- Görev listesi:
a: Danıştay kararında "DANIŞTAY TETKİK HAKİMİ" sözleriyle başlayan paragrafı, ana bilgilerini koruyarak daha kısa biçimde yeniden yazın.
b: Kayıtlarda "white" sözcüğünün geçtiği bütün satırları bir araya toplayın.

- Verilen metin:
Danıştay Kararı 6. Daire 2023/1299 E. 2023/3146 K. 28.03.2023 T.

Danıştay 6. Daire Başkanlığı         2023/1299 E.  ,  2023/3146 K.
T.C.
D A N I Ş T A Y
ALTINCI DAİRE
Esas No : 2023/1299
Karar No : 2023/3146

TEMYİZ EDEN (DAVACI) : …
VEKİLİ : Av….

KARŞI TARAF (DAVALI) : … Bakanlığı – ANKARA
VEKİLİ : Av…

İSTEMİN KONUSU: … İdare Mahkemesince davanın reddi yolunda verilen …tarih ve E:… K:… sayılı karara karşı yapılan istinaf başvurusunun reddine dair … Bölge İdare Mahkemesi … İdari Dava Dairesi’nin … tarihli, E:…, K:… sayılı kararın, usul ve hukuka aykırı olduğu ileri sürülerek bozulması istenilmektedir.

DANIŞTAY TETKİK HAKİMİ …’nun DÜŞÜNCESİ : Bölge İdare Mahkemesi kararının, İdari Yargılama Usulü Kanunu’nun 46. maddesinde sayılan temyize tabi kararlar arasında yer almadığı görüldüğünden, anılan Kanun’un 48. maddesinin 6. fıkrası uyarınca temyiz isteminin incelenmeksizin reddine karar verilmesi gerektiği düşünülmektedir.

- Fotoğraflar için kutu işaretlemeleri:
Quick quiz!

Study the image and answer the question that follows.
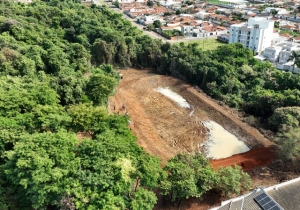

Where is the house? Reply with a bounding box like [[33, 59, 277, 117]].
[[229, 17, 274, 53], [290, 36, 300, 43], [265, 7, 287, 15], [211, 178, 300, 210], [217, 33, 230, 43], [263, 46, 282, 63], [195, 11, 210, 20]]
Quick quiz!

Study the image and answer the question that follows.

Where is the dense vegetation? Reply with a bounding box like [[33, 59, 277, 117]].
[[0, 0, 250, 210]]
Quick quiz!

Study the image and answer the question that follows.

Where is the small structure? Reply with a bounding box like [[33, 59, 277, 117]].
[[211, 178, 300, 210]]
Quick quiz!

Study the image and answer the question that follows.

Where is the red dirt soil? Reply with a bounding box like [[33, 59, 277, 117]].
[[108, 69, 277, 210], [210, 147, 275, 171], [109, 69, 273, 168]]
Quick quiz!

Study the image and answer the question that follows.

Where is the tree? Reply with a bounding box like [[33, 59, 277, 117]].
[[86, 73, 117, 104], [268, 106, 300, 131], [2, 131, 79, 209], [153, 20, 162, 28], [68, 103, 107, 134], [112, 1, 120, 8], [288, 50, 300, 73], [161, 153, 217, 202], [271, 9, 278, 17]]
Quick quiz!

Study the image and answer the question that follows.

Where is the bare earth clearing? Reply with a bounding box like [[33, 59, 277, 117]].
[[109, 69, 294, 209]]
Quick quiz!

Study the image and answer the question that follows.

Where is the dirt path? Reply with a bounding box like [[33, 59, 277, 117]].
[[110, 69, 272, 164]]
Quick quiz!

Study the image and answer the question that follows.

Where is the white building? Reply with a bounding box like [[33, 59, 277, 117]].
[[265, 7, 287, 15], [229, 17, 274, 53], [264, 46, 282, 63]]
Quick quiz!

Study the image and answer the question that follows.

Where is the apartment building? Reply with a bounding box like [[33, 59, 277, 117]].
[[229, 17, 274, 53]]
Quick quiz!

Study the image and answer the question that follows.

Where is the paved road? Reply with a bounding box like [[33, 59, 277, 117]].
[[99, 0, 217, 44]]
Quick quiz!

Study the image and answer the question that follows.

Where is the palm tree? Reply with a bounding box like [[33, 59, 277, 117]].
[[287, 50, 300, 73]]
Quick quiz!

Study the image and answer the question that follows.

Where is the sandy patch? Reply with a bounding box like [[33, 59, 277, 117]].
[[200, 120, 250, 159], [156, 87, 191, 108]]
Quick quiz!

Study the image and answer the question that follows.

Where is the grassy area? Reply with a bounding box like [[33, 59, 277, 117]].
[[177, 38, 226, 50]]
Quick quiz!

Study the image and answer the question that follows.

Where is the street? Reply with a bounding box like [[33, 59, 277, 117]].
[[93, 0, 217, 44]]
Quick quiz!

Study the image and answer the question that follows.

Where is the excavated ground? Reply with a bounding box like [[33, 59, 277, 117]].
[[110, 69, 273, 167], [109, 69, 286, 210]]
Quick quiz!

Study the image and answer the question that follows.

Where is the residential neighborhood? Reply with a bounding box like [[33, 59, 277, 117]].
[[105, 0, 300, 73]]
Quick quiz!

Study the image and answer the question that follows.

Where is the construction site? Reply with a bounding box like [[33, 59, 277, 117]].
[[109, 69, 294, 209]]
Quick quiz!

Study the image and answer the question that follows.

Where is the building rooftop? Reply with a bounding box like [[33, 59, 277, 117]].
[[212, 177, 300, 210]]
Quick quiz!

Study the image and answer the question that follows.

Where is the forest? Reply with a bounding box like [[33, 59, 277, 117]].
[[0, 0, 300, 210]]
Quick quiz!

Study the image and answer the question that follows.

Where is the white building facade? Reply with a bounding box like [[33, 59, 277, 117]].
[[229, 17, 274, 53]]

- Yanıtlar:
a: Tetkik hakimine göre Bölge İdare Mahkemesi kararı, İdari Yargılama Usulü Kanunu’nun 46. maddesinde sayılan temyize tabi kararlardan değildir. Bu nedenle Kanun’un 48. maddesinin 6. fıkrası uyarınca temyiz istemi incelenmeden reddedilmelidir.

b:
Where is the white building? Reply with a bounding box like [[33, 59, 277, 117]].
Where is the white building facade? Reply with a bounding box like [[33, 59, 277, 117]].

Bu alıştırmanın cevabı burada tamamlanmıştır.